[Entries taken from a collection]
>>>

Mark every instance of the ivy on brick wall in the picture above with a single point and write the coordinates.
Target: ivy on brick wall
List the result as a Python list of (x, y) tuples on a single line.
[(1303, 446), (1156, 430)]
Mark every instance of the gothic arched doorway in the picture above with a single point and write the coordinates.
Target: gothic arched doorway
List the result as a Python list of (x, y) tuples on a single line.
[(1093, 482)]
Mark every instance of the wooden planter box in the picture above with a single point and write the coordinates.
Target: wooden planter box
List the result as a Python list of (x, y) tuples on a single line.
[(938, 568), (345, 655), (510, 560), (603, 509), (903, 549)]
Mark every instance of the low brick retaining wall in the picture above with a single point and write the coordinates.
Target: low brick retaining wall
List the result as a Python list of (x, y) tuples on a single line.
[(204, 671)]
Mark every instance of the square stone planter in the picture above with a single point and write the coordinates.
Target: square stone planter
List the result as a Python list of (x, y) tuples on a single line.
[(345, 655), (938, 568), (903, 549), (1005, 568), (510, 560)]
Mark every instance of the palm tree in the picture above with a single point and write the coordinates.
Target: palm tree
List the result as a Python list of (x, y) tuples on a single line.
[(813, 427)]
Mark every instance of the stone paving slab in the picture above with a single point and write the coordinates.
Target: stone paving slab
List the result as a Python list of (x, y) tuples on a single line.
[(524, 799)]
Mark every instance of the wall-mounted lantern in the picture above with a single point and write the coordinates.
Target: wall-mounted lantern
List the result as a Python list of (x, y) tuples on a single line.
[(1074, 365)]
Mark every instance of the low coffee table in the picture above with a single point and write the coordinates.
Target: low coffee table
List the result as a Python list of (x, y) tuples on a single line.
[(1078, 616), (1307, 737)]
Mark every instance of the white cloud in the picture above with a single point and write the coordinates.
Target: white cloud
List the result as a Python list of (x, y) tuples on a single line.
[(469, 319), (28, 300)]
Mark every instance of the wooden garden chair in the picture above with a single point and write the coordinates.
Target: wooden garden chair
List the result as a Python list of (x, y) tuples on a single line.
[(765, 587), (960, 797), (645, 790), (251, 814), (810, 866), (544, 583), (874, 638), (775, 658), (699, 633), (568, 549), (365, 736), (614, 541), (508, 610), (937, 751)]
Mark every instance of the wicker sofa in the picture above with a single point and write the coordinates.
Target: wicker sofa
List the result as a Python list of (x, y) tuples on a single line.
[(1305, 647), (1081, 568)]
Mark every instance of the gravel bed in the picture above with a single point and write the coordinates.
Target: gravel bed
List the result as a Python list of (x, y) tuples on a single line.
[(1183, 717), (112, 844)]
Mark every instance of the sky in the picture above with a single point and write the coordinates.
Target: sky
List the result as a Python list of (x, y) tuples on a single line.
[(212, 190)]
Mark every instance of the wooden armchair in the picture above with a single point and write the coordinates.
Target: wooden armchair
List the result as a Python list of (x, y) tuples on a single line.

<<<

Your instructions: Return from the data every line that holds "slab".

Final answer:
Mark every instance of the stone paving slab in the picture above with a single point and write the coordinates.
Target: stone paving slab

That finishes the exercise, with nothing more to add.